» **What you need to do**:
Count the lines in the items below that contain the string "instance", treating uppercase and lowercase letters as different. Reply with the number alone.

— begin Extracted information —

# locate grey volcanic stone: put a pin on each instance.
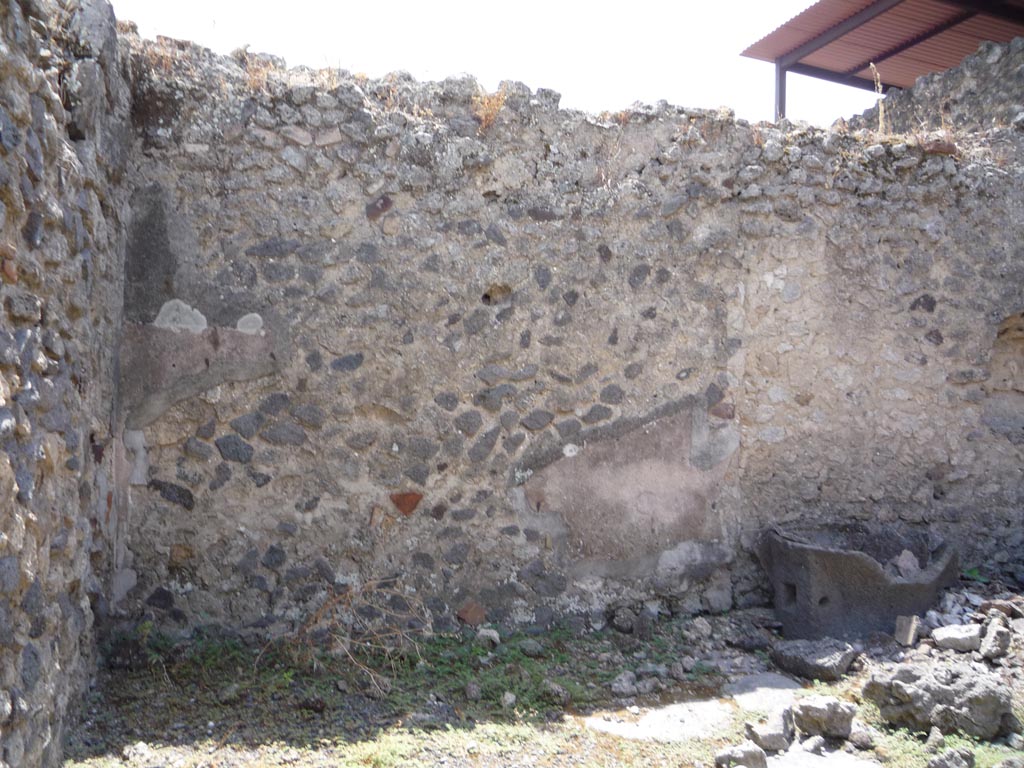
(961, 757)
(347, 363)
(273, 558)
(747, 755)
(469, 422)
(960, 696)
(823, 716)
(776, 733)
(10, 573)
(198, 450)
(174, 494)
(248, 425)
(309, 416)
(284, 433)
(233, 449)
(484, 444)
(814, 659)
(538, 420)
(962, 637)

— end Extracted information —
— begin Extracted information —

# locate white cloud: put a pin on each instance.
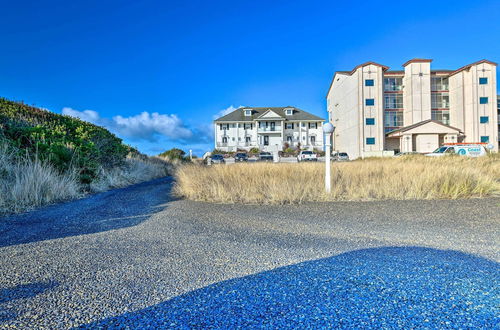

— end Extracted information —

» **Exercise output**:
2